**Exercise instructions**
Please copy out every line of the items below, word for word.

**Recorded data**
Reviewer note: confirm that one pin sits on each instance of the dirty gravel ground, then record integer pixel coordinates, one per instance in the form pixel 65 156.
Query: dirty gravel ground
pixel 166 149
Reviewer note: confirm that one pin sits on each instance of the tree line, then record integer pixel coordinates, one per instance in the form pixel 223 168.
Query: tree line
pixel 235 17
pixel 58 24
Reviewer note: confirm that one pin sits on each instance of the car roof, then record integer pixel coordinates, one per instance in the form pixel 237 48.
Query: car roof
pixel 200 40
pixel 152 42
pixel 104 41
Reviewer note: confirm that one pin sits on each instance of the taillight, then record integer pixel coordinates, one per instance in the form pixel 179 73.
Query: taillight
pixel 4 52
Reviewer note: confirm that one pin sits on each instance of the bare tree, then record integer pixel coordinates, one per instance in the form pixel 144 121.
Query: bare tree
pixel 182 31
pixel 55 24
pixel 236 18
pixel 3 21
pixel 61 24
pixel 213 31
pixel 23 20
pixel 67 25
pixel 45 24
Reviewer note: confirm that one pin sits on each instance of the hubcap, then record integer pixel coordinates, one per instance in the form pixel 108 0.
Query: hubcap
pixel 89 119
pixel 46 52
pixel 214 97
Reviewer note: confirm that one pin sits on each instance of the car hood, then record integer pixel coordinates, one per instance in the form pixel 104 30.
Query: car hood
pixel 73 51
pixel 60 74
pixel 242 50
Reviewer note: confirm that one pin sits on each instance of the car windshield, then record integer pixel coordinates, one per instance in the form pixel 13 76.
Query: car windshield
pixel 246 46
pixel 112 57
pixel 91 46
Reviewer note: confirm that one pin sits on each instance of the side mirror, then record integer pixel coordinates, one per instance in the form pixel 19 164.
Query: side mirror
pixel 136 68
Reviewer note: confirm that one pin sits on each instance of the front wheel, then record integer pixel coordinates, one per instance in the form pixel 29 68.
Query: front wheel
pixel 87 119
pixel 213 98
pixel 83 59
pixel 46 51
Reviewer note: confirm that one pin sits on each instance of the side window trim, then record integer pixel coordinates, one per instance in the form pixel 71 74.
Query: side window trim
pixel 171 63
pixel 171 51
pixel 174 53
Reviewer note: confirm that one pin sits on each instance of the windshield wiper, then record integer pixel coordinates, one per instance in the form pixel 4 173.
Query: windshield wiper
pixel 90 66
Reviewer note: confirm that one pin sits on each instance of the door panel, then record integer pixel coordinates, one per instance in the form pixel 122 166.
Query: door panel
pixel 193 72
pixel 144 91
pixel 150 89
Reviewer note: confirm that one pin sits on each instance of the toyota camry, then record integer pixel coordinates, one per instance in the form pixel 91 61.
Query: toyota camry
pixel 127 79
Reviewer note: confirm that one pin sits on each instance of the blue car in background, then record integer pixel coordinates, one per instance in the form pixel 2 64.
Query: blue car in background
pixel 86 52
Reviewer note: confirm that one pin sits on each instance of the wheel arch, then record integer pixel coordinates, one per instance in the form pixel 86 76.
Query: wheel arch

**Result of the task**
Reviewer note: confirm that one pin sits on each instance of the dirty gravel ground, then record integer pixel coordinates, one per instance in the form pixel 65 156.
Query: dirty gravel ground
pixel 166 149
Reviewer note: confirm that one pin sits on each instance of the tree line, then record integer pixel coordinates, one per instance in the form pixel 223 168.
Query: tree line
pixel 235 17
pixel 58 24
Reviewer note: confirm that one pin sits on each instance of the car roof, then record integer pixel coordinates, one per instance in the form pixel 237 48.
Query: car roof
pixel 200 40
pixel 152 42
pixel 104 41
Reviewer note: confirm that one pin sits on each instance of the taillight, then record integer pixel coordinates, one per instance in the form pixel 179 73.
Query: taillight
pixel 4 52
Reviewer note: confirm that one pin sits on each instance of the bare tree, then record integer pixel coordinates, one per instance in the form pixel 144 121.
Query: bare tree
pixel 182 31
pixel 55 24
pixel 236 18
pixel 3 21
pixel 61 24
pixel 213 31
pixel 23 20
pixel 67 25
pixel 45 24
Reviewer note: confirm that one pin sits on each instance of the hubcap, then record integer pixel coordinates, one per instance in the form pixel 108 0.
Query: hubcap
pixel 89 119
pixel 46 52
pixel 214 97
Reviewer note: confirm that one pin sits on each instance of the car hood, then record integer pixel coordinates, one per instance in the form pixel 104 30.
Query: car hood
pixel 73 51
pixel 60 74
pixel 242 50
Reviewer note: confirm that one pin sits on each instance of the car windshield, then record integer pixel coordinates, one per instance in the form pixel 13 76.
Query: car windshield
pixel 246 46
pixel 112 57
pixel 91 46
Reviewer note: confirm that one pin sits on each instance of the side mirror, then record integer pixel coordinates, one per instance in the form pixel 19 164.
Query: side mirror
pixel 136 68
Reviewer note: confirm that one pin sits on each instance of the front wheel, then record integer pixel coordinates, one per instance in the form pixel 29 68.
Query: front wheel
pixel 87 119
pixel 213 98
pixel 83 59
pixel 46 51
Reviewer note: confirm that one pin sits on each instance of the side window trim, then record integer pixel coordinates, one per instance in the form pixel 71 74.
Query: side window trim
pixel 171 63
pixel 171 51
pixel 174 53
Reviewer note: confirm that one pin sits on each instance of the windshield wiper, then record integer pixel coordinates, one per instance in the form pixel 4 173.
Query: windshield wiper
pixel 90 66
Reviewer note: confirm that one pin sits on each instance of the door panel, then record integer pixel coordinates, one per instance in the form pixel 122 166.
Query: door panel
pixel 193 72
pixel 144 91
pixel 150 89
Reviewer note: confirm that one pin sits on each instance of the toyota camry, then record integer pixel coordinates, one per instance in the form pixel 91 61.
Query: toyota camry
pixel 127 79
Reviewer note: confirm that one pin sits on each instance of the blue car in background, then record integer pixel coordinates, one per instance in the form pixel 2 64.
Query: blue car in background
pixel 86 52
Reviewer note: confirm that one pin sits on each instance of the wheel arch, then record integer pixel coordinates, one per instance in the form pixel 86 76.
Query: wheel arch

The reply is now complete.